Pointing dataset records
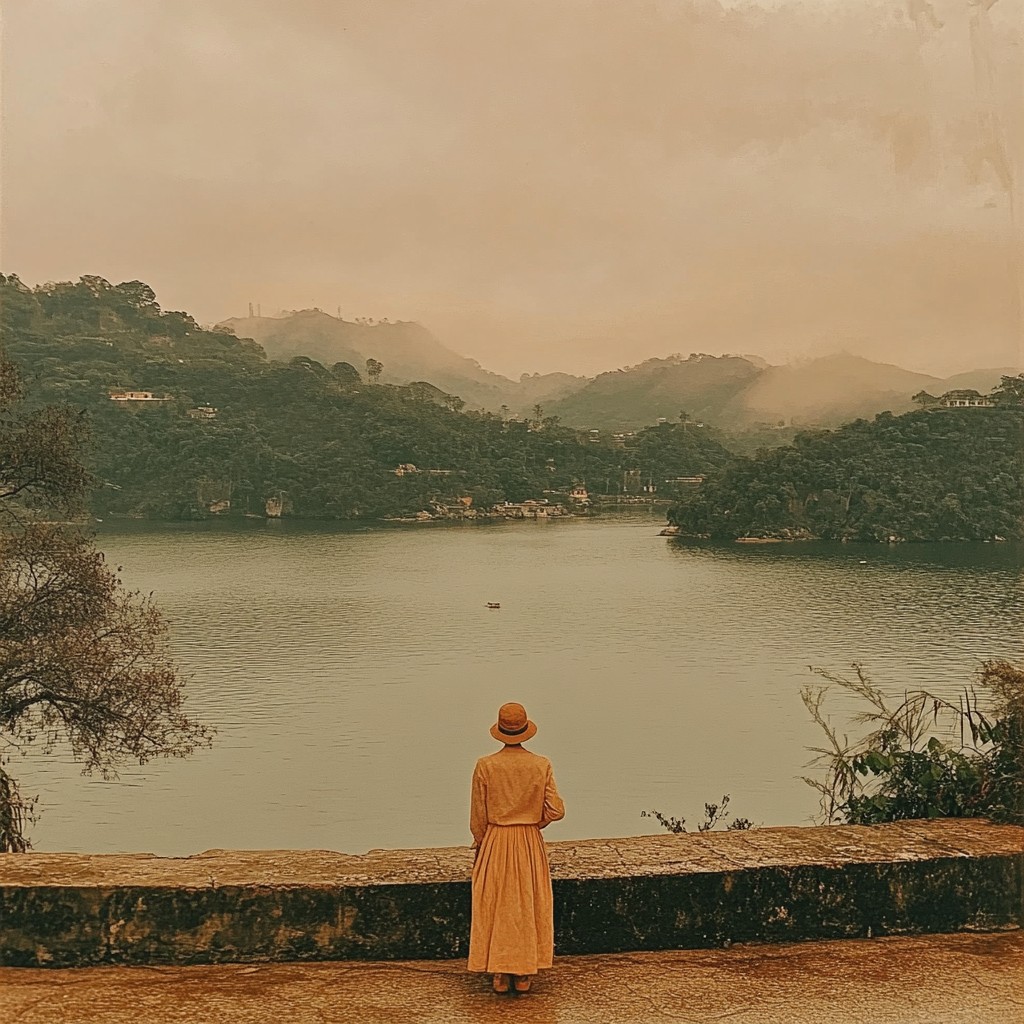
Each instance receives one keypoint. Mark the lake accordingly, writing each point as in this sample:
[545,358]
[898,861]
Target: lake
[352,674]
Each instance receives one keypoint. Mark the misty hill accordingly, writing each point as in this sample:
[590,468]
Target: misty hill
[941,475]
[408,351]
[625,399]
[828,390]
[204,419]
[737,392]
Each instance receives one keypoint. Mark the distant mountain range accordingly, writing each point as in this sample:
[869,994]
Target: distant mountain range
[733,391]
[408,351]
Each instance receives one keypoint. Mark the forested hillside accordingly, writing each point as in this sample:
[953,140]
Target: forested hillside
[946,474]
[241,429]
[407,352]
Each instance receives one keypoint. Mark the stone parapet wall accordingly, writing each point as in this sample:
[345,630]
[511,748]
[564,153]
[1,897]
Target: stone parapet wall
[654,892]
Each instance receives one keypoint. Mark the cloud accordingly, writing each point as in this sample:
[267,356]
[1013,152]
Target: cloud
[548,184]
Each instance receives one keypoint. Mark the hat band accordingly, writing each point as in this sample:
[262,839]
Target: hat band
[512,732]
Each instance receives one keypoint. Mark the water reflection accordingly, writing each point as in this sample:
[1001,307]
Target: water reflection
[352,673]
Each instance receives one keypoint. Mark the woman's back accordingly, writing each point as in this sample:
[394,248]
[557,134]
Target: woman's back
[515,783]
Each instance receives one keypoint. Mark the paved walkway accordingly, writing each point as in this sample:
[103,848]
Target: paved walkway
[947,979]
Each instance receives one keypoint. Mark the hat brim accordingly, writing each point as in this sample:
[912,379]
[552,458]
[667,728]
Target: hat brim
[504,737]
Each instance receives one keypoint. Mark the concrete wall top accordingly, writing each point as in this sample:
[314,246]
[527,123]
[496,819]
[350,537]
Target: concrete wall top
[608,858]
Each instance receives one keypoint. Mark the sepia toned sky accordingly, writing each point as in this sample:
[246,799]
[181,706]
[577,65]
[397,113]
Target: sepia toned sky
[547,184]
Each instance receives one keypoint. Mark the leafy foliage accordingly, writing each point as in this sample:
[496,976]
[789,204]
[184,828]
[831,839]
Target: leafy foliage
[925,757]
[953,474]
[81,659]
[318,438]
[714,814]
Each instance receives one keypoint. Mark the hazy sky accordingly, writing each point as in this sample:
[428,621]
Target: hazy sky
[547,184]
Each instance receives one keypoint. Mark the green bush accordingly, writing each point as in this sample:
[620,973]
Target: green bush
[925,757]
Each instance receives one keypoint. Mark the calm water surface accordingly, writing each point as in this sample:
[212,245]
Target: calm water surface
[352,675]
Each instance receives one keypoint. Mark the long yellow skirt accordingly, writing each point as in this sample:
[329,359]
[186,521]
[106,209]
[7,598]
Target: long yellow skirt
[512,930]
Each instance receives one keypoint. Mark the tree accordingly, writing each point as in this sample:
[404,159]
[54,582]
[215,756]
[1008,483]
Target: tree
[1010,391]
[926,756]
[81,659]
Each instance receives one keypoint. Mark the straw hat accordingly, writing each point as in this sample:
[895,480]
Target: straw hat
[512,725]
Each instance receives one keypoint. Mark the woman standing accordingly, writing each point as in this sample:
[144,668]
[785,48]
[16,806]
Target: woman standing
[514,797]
---
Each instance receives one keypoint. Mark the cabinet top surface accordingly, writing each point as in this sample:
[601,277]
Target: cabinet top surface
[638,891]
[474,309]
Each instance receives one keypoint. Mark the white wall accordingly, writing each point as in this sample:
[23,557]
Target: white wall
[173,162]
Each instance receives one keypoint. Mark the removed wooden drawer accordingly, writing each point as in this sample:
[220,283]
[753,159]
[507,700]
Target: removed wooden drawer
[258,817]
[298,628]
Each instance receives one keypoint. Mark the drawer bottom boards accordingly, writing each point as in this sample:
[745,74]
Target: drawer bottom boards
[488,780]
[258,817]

▶ Task statement
Pick out every line in the records above that contains the word "surface" and copy each of those lines.

▶ Output for this exercise
Each instance receives one keypoint. Mark the calm water surface accordingly, writing each point as in this sample:
Target: calm water surface
Each instance receives one keypoint. Mark the cabinet top surface accordingly, writing each point as in this sample:
Target: cabinet top surface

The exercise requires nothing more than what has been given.